>> BEGIN

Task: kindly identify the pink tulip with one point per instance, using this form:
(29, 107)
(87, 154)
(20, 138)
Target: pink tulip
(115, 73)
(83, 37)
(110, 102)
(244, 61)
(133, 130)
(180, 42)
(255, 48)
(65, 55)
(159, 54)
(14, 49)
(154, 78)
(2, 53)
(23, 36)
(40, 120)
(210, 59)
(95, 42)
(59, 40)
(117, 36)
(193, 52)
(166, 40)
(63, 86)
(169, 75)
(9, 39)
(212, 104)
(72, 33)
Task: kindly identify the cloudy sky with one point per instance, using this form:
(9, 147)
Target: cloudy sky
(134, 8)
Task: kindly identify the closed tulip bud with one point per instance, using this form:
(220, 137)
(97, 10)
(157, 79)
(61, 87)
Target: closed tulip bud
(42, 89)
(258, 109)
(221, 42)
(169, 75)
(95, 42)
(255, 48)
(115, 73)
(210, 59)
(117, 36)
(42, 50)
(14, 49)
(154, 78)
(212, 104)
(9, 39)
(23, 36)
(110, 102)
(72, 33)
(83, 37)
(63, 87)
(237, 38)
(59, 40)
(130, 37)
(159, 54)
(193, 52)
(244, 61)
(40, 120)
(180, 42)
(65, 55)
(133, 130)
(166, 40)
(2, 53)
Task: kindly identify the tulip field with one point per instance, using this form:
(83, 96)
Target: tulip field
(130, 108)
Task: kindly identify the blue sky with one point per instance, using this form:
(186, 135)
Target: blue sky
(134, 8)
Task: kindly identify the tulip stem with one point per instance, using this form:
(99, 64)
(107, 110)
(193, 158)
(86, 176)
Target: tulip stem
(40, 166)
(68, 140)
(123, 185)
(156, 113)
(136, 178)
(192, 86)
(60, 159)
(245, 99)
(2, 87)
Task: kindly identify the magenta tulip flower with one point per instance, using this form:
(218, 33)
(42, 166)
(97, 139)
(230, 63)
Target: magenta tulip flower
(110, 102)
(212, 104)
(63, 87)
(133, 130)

>> END

> _Task goal_: Recast every line of the entries above as a numbered list, leaving out any blank lines.

> _Result_:
1. Task: kindly identify the pink tulip with one point per instance, using this form:
2. (29, 107)
3. (87, 154)
4. (20, 138)
5. Target: pink tulip
6. (115, 73)
7. (83, 37)
8. (110, 102)
9. (244, 61)
10. (133, 130)
11. (180, 42)
12. (255, 48)
13. (65, 55)
14. (159, 54)
15. (14, 49)
16. (154, 78)
17. (2, 53)
18. (23, 36)
19. (40, 120)
20. (210, 59)
21. (95, 42)
22. (59, 40)
23. (117, 36)
24. (193, 52)
25. (166, 40)
26. (63, 86)
27. (169, 75)
28. (9, 39)
29. (212, 104)
30. (72, 33)
31. Task: kindly identify the cloudy sky with one point per instance, using this form:
32. (9, 147)
33. Target: cloudy sky
34. (134, 8)
35. Task: kindly identify the closed tulip bud with one point per instance, using this form:
36. (220, 137)
37. (97, 10)
38. (157, 79)
39. (61, 87)
40. Target: closed tulip bud
41. (42, 89)
42. (258, 109)
43. (221, 42)
44. (169, 75)
45. (95, 42)
46. (255, 48)
47. (115, 73)
48. (210, 59)
49. (117, 36)
50. (42, 50)
51. (14, 49)
52. (154, 78)
53. (212, 104)
54. (9, 39)
55. (23, 36)
56. (110, 102)
57. (72, 33)
58. (83, 37)
59. (63, 87)
60. (237, 38)
61. (59, 40)
62. (130, 37)
63. (159, 54)
64. (193, 52)
65. (244, 61)
66. (40, 120)
67. (180, 42)
68. (65, 55)
69. (133, 130)
70. (166, 40)
71. (2, 53)
72. Task: kindly identify the tulip field with one point per instance, using this form:
73. (83, 96)
74. Target: tulip field
75. (130, 108)
76. Task: kindly identify the blue sky with one point per instance, using this form:
77. (186, 135)
78. Target: blue sky
79. (134, 8)
80. Task: kindly identify the tulip stem with one point per instance, using this form:
81. (99, 64)
82. (107, 110)
83. (193, 158)
84. (86, 176)
85. Target: tulip stem
86. (40, 166)
87. (68, 140)
88. (123, 185)
89. (156, 113)
90. (136, 178)
91. (192, 86)
92. (60, 159)
93. (245, 99)
94. (2, 87)
95. Task: kindly identify the magenta tulip flower with one point per instance, using this form:
96. (218, 33)
97. (42, 166)
98. (97, 139)
99. (230, 63)
100. Target: magenta tulip flower
101. (110, 102)
102. (212, 104)
103. (63, 87)
104. (133, 130)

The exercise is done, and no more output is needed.